**Exercise directions**.
A precise reproduction of every record below is needed, minus the pictures.
○ ○ ○
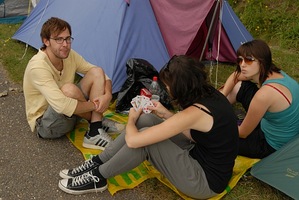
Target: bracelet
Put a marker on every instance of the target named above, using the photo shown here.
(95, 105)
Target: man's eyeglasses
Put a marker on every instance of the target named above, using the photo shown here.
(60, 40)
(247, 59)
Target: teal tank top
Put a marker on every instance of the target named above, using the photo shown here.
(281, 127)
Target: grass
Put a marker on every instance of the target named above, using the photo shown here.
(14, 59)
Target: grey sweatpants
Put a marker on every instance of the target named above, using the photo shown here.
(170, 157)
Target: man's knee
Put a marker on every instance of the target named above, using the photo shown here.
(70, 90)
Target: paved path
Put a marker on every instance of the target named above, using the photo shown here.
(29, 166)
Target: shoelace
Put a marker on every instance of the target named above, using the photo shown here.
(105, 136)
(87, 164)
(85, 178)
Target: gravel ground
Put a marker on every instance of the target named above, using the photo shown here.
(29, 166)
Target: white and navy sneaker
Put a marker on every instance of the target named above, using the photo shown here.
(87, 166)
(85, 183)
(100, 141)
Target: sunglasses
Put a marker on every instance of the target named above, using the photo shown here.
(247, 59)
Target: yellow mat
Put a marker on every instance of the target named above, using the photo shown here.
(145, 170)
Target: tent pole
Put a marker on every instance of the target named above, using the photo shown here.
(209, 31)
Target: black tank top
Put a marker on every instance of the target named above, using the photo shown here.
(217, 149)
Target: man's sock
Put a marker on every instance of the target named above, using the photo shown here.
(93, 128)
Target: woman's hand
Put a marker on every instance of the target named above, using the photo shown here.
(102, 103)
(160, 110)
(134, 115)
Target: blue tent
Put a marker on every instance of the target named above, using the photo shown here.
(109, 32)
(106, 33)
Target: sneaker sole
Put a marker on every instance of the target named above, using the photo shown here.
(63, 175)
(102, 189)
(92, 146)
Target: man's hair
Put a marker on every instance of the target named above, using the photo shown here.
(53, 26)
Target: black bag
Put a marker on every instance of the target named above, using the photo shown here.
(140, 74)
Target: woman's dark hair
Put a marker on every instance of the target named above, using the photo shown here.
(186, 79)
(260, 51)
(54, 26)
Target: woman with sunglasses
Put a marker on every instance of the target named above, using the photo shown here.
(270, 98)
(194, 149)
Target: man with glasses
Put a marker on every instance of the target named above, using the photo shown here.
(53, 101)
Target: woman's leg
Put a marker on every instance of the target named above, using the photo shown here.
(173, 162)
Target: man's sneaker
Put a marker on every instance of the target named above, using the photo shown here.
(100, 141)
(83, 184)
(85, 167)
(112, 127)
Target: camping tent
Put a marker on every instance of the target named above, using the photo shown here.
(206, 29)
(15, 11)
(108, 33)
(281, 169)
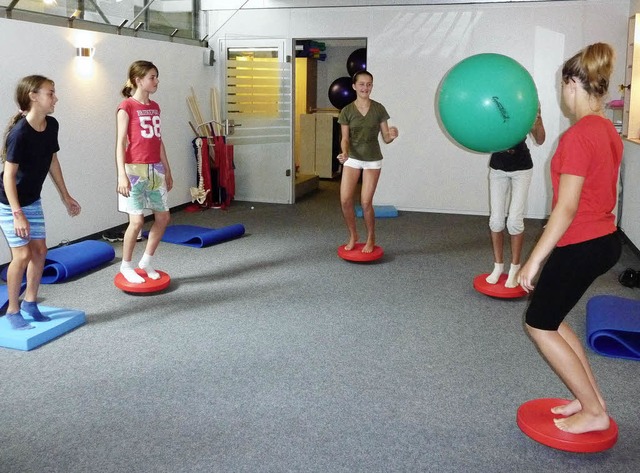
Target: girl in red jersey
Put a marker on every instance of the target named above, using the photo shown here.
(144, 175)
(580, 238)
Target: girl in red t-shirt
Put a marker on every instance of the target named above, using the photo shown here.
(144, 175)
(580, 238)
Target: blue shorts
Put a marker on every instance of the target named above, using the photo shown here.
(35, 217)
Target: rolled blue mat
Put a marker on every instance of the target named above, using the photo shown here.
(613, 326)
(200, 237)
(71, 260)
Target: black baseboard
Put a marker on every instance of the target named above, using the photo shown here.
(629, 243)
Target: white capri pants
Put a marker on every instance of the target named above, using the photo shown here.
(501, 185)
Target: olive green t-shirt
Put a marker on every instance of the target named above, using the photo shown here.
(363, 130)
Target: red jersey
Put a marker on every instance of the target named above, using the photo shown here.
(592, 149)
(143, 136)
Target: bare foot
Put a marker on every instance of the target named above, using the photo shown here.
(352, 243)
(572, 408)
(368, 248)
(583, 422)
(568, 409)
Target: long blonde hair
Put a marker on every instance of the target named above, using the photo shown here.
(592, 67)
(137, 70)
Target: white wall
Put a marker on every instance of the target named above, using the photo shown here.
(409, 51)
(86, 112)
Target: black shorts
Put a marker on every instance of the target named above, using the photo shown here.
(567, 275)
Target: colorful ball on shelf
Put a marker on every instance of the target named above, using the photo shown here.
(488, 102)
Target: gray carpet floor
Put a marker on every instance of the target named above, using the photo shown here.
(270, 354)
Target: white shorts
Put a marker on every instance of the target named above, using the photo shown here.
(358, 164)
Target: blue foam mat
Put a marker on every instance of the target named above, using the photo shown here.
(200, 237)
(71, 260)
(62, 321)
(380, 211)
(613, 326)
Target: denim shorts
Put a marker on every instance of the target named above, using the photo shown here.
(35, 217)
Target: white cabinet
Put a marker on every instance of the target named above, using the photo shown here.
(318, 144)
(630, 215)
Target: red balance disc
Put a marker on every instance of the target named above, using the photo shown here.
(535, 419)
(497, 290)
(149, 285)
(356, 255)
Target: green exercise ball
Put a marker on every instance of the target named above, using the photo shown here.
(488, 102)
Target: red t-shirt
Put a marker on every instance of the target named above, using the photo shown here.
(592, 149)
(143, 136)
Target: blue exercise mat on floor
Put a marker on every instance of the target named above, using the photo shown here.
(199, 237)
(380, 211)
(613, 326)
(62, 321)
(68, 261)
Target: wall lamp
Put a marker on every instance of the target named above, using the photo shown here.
○ ○ ○
**Task output**.
Target: bracelet
Put a marker on every instance of the target named above, using the photo shown here.
(95, 105)
Target: man's eyeglasses
Put a marker on every instance of the target named above, using the photo shown here.
(60, 40)
(247, 59)
Target: teal tank top
Put a marker on every instance of the target named above, using the photo shown here.
(281, 127)
Target: grass
Put a marker on every instance of the target named above, using the photo shown here.
(14, 59)
Target: grey sweatpants
Put a marker on every instance of the target named above, using the photo shown here.
(170, 157)
Target: man's knee
Put a marker on every instance of the target named above, using the photo shown here.
(70, 90)
Target: paved path
Put a marker on every instance of the target named above, using the photo shown here.
(29, 166)
Target: shoelace
Put a marker on every instance of the target named above, using the photo shown here.
(105, 136)
(87, 164)
(85, 178)
Target: gravel ground
Put a marker on every instance of the target named above, using the photo shown here.
(29, 166)
Target: white and navy sneaker
Put a marker on every instance of the target named above, using the photo shown here.
(87, 166)
(85, 183)
(100, 141)
Target: sunglasses
Put a marker on every instance of the target named above, using the photo shown here.
(247, 59)
Target: yellow mat
Put a marker on every instance of the target named above, using the photo shown here.
(145, 170)
Target: tent pole
Put a marker on every instance of the target named above, using the photo shown here.
(209, 31)
Target: black tank top
Put a marker on every instance of the target named above, using the photo shown here.
(217, 149)
Target: man's sock
Put a marker on every instance of the target named above, using the photo shown here.
(93, 128)
Target: woman's hand
Put a marker on every instance of the target named above, using the photo shown here.
(102, 103)
(160, 110)
(134, 115)
Target: blue tent
Put a marker on every instance of the target named above, using the photo shown here.
(109, 32)
(106, 33)
Target: sneaker sole
Put a marker on every instance of the target named above, using the photo shown here.
(63, 175)
(102, 189)
(92, 146)
Target: man's hair
Put a marker on every instance of the target named above, using the photo shown here.
(53, 26)
Target: black bag
Put a marker on every instance of the target named above, using the photo shown here.
(140, 74)
Target: woman's dark hair
Put a marker on every instance of the target named above, using the photo shown here.
(186, 79)
(260, 51)
(54, 26)
Target: woman with sunglasses
Put a marker on every instance of the target named above, using the photo shown here.
(270, 98)
(194, 149)
Target: man with glasses
Put a marker on every instance of the target named above, using the photo shown here.
(53, 101)
Target: woman's leg
Put a marker on every instance of the target named above, using the photo shown here.
(173, 162)
Target: man's sneaker
Put a marker on every instance of the target named above, using the photo shown here.
(100, 141)
(83, 184)
(85, 167)
(112, 127)
Target: camping tent
Put a marker on every instance of the target named above, using the photo shown here.
(206, 29)
(15, 11)
(108, 33)
(281, 169)
Target: girl in red jersey
Put a marker on every instance of the target named above, using the photo shown here.
(144, 175)
(580, 238)
Target: girl in red t-shirt
Put a marker on every instance of the target named above, using the photo shown here.
(144, 175)
(580, 238)
Target: blue shorts
Put a marker on every instance of the target named above, using the photo shown here.
(35, 217)
Target: rolled blue mat
Put a marker on every instance of the target named above, using the photo shown here.
(613, 326)
(200, 237)
(71, 260)
Target: black baseboard
Put a marker on every instance of the target named above, using the photo shown here.
(629, 243)
Target: white capri pants
Put a marker on every instance of the target named above, using the photo shown here.
(501, 185)
Target: olive green t-shirt
Put a marker on every instance of the target named above, using the photo shown here.
(363, 130)
Target: red jersey
Put a marker on every instance of the target named above, using the photo shown here.
(592, 149)
(143, 136)
Target: bare foot
Put a marker on every instance of the target named above, using the photo shown here.
(352, 243)
(572, 408)
(368, 248)
(583, 422)
(568, 409)
Target: long blonde hair
Put a marker on every instance of the target named above, using the photo shown here.
(592, 67)
(137, 70)
Target: white wall
Put a marker on every instance of the target named above, using the photo shown here.
(409, 51)
(86, 112)
Target: black shorts
Put a marker on every instance of the target named above, using the photo shown here.
(567, 275)
Target: colorful ball on shelf
Put a marker on every instance of the target named above, using the photo shown here.
(488, 102)
Target: gray carpet floor
Put a marker on every instance of the target named above, using the photo shown here.
(270, 354)
Target: white shorts
Put a marker on every instance of the target named above, using the photo shown here.
(358, 164)
Target: blue foam mat
Put a marker on every instance of the target named above, using the photo shown here.
(200, 237)
(71, 260)
(62, 321)
(380, 211)
(613, 326)
Target: denim shorts
Put a marker on every instance of the target named above, using the photo shown here.
(35, 217)
Target: white cabinet
Put a marker on every instance of the target named above, using the photo shown here.
(318, 144)
(630, 215)
Target: red balance disc
Put a marker on every instance of the target named above, using the photo shown here.
(535, 419)
(497, 290)
(149, 285)
(356, 255)
Target: green exercise ball
Put a marker on every instance of the target named above, using the photo shown here.
(488, 102)
Target: red t-shirt
Put a marker on every instance of the target named above, using the photo shown here.
(592, 149)
(143, 136)
Target: blue exercise mat on floor
Put a marker on every instance of the target named above, using the photo shown here.
(199, 237)
(380, 211)
(613, 326)
(62, 321)
(68, 261)
Target: wall lamp
Put a marker on every instance of the target named above, using the photo shown here.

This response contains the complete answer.